Reading passage:
..........
It's going to be painful, you're most likely going to cry, and it's going to suck at first. But I can promise you that things are going to be a thousand times more painful in 5 or 10 years if you don't do what I'm asking you to do right now.

The reason why it's so important that you do this right now, today...

Somewhere in the world, a man who smoked cigarettes his entire life was just diagnosed with lung cancer during a routine checkup at his doctor's office. The man has a wife, three children, and financial responsibilities to take care of them all.

The doctor just gave him three months to live.

Sitting there on the table feeling naked in his underwear, the grown man breaks out in tears.

Every emotion you could possibly expect to feel in this dark moment came rushing to the surface. The fear of what might happen to his family when he's gone. Will they be able to afford the expensive mortgage payments? Will they be ok without him? The feeling of regret. Knowing that all of his life, he told himself he should quit smoking; but decades later, he never actually did what he said he was going to do.

He's now in shock and crying uncontrollable tears of remorse and regret.

The nurse in the hallway hears his gasps of pain an stopped in her tracks, as her head went down in despair, knowing the man just got the bad news She lets out a deep breath of sorrow and continues to walk on to her next patient.

As the man leaves the doctor's office shell-shocked, in a trance-like state, he reaches his car and sees the cigarette butt on the ground next to the driver's side door.

That was the last cigarette the man ever would ever smoke in his entire life.

The pack of Marlboros resting on his center console was no longer an instinctual habit where he "reaches over and lights up a smoke" but instead is now a painful reminder of his impending death. The sight that once used to be so normal to him now brings up the pain and agony which twists a knot in his stomach.

What's he going to do now? It's already too late.

If he could only look back in time and scream to himself: "Quit smoking now! It's bad for your health."

But what's the problem with that?

People have been telling this to him his entire life. He said he was going to quit smoking on many occasions.

He logically knew that he should have quit smoking decades ago. He saw the pictures of the charred up lungs in health class. All the evidence and reminders were here.

So why, after years of knowing this, did he finally decide to quit now?

Before you answer this question for yourself, I would like you to strip away the content of the problem (doctor/diagnosis/etc.), and pay attention to the deeper structure of what is going on inside of his body, primarily with his:
  1. Thoughts, and
  2. Emotions
When you strip it down to it's most basic components, the reason why he decided to quit now is because of the painful emotions he felt in the present moment.

Pay attention to the part where you feel what I mean about the present moment.
  • When his mother yelled at him to quit smoking in high school? The pain was a 1/10.
  • When his girlfriend broke up with him during college because he always smelled like smoke? The pain was a 4/10. Well that was until he went out to the bars and met someone else later that night. In between rounds of beers, he went outside to light up a cigarette with his friends and share a good time.
  • When he began getting that smokers cough at the age of 40? Maybe a 3/10 on the pain scale.
But the painful emotions he felt were not strong enough to grab ahold of him and change his behavior.

If you put a frog in a boiling pot of water, he's going to instinctively jump away when he feels the pain. But if the water is warm and he is slowing beginning to boil, he's going to swim around until it''s already too late.

Sorry little froggy, you should have read my email newsletter.

If your favorite delicious treat is on the table in font of you, you're emotions are going to be the force inside of you that drives you to grab it and put it in your mouth.
..........
Data for review:
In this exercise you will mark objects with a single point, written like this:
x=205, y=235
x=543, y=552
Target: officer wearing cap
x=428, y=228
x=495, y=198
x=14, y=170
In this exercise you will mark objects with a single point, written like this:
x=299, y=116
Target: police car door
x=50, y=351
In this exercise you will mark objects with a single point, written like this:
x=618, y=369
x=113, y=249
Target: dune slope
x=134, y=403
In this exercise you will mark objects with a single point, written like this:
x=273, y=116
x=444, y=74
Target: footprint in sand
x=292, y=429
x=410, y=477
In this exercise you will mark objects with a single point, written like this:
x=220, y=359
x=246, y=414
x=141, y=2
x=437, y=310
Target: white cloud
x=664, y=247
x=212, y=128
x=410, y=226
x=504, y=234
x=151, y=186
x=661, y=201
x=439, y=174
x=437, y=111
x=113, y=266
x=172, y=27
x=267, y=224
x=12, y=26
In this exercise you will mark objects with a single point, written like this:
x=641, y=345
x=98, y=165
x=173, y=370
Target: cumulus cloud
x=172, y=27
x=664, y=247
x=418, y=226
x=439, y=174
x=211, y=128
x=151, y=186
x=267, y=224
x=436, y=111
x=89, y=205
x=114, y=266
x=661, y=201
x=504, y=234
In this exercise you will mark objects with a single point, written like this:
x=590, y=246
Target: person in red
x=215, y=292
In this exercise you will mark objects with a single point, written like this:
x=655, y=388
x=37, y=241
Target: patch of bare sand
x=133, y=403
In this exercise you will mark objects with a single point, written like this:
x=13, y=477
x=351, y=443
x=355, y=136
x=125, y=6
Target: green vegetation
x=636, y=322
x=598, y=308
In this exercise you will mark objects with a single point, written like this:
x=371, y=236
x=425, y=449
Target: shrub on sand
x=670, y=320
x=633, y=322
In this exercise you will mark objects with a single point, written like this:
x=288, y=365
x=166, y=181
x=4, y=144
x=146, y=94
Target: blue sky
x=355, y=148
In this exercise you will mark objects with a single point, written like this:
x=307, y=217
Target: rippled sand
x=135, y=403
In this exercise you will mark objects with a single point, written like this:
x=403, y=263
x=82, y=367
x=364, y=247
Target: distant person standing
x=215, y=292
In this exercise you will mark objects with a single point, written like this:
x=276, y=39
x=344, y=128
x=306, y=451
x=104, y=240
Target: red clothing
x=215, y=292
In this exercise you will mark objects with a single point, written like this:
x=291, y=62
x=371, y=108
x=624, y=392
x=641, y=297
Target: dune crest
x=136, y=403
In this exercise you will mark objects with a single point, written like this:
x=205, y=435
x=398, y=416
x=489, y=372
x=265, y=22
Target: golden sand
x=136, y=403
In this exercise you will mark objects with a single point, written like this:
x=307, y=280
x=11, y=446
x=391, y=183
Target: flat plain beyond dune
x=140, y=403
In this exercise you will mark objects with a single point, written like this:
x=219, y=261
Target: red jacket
..........
Revise the passage on the smoker's diagnosis between "The reason why it's" and "out in tears.", inclusive, putting "six weeks" in place of "three months".

The reason why it's so important that you do this right now, today...

Somewhere in the world, a man who smoked cigarettes his entire life was just diagnosed with lung cancer during a routine checkup at his doctor's office. The man has a wife, three children, and financial responsibilities to take care of them all.

The doctor just gave him six weeks to live.

Sitting there on the table feeling naked in his underwear, the grown man breaks out in tears.